[What to work on]:
Could you copy every line of the data that contains "instance"?
[Listed records — start]
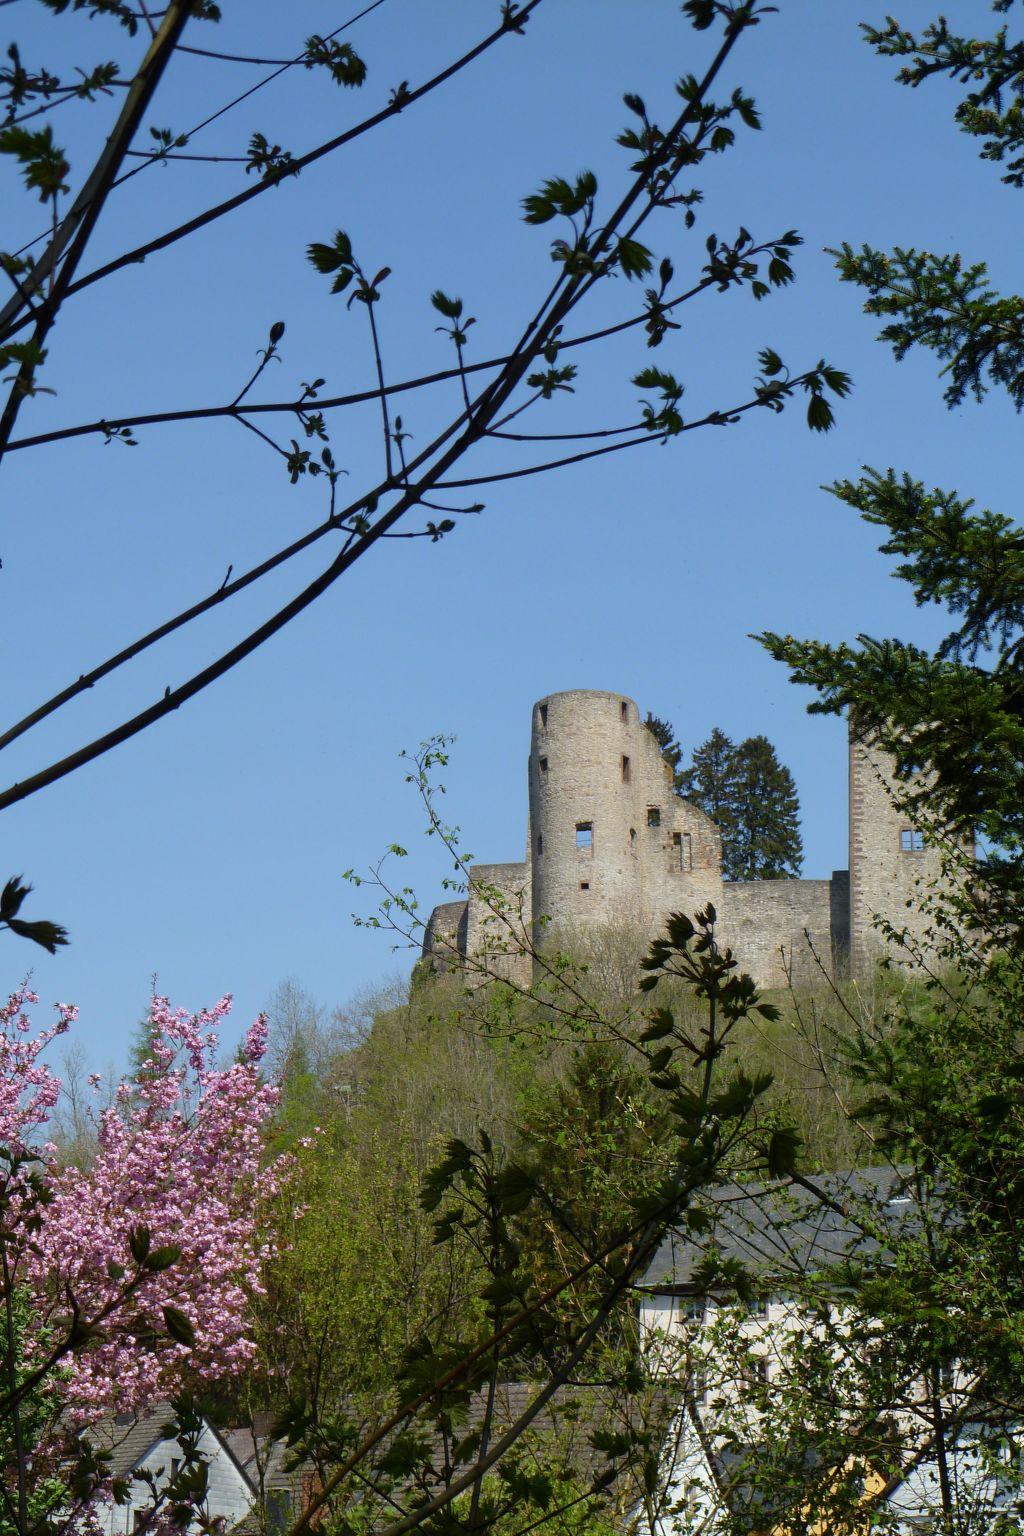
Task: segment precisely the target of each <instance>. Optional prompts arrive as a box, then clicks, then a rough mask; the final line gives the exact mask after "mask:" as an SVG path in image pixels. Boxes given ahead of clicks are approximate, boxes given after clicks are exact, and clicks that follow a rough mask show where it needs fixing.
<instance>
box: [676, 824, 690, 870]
mask: <svg viewBox="0 0 1024 1536" xmlns="http://www.w3.org/2000/svg"><path fill="white" fill-rule="evenodd" d="M672 849H674V851H676V859H677V860H679V868H680V869H692V866H694V854H692V840H691V836H689V833H672Z"/></svg>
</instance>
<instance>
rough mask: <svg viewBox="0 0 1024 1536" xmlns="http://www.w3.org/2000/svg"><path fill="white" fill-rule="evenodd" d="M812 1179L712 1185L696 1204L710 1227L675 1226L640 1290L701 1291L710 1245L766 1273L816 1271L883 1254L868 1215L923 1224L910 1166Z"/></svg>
[Listed records — finish]
[Task response]:
Task: segment precisely the target of each <instance>. Optional prompts arrive as a box, then clicks, then a rough mask; the final line gives the exact mask after "mask:" as an SVG path in image pixels. Boxes given ahead of clicks are approximate, boxes given after clicks are exact, and clicks that follow a rough mask show where it needs fixing.
<instance>
</instance>
<instance>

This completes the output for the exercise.